### Instructions for the task
Copy out the listing below verbatim, from the line with "Where can the sandwich" up to and including the line with "column 323, row 430".

### Task data

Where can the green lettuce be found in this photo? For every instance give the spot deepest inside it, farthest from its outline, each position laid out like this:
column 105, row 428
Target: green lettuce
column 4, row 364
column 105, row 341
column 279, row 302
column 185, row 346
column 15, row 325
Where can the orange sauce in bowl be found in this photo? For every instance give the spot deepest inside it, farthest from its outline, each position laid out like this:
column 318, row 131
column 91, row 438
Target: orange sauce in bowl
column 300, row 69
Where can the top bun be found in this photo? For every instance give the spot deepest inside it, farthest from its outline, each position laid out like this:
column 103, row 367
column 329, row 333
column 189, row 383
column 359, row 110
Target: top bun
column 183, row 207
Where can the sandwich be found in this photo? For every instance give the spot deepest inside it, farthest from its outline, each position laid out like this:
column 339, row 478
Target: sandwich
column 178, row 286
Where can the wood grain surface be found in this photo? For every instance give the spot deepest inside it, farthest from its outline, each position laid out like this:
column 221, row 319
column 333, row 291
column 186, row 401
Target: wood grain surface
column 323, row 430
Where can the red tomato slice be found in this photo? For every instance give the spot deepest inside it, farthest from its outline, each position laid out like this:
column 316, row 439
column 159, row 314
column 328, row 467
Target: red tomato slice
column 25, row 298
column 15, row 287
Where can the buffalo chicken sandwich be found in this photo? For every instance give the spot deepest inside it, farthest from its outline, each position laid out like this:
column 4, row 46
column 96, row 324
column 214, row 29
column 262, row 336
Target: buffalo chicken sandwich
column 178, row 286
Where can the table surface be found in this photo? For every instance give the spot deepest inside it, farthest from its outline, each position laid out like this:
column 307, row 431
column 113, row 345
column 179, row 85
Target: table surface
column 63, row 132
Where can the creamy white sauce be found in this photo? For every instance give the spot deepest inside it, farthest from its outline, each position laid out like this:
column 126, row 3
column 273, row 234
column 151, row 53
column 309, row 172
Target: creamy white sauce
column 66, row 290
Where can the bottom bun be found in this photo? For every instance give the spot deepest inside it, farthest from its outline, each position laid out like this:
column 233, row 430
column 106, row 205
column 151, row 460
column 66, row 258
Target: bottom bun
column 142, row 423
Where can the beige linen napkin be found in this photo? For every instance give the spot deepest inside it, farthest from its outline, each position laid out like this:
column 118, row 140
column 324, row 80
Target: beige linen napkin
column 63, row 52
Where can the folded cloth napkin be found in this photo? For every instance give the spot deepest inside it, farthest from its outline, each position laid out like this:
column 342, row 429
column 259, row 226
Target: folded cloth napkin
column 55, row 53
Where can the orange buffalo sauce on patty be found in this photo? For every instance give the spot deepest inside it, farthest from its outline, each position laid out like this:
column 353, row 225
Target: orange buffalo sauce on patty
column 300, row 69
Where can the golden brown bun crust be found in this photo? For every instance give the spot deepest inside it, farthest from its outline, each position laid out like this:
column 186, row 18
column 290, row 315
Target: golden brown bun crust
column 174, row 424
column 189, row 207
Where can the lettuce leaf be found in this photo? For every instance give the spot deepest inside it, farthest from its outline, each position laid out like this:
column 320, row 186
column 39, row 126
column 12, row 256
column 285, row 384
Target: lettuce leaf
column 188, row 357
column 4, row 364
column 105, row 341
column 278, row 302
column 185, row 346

### Answer to the problem
Where can the sandwich be found in this photo? For every instance give the spot deepest inside it, farthest from its outline, each position laid out like this:
column 339, row 478
Target: sandwich
column 178, row 286
Where can the wood grain surface be found in this photo? For every instance give the spot deepest inside it, farthest from its outline, each position laid out like this:
column 221, row 319
column 333, row 291
column 186, row 401
Target: wood grain surface
column 323, row 430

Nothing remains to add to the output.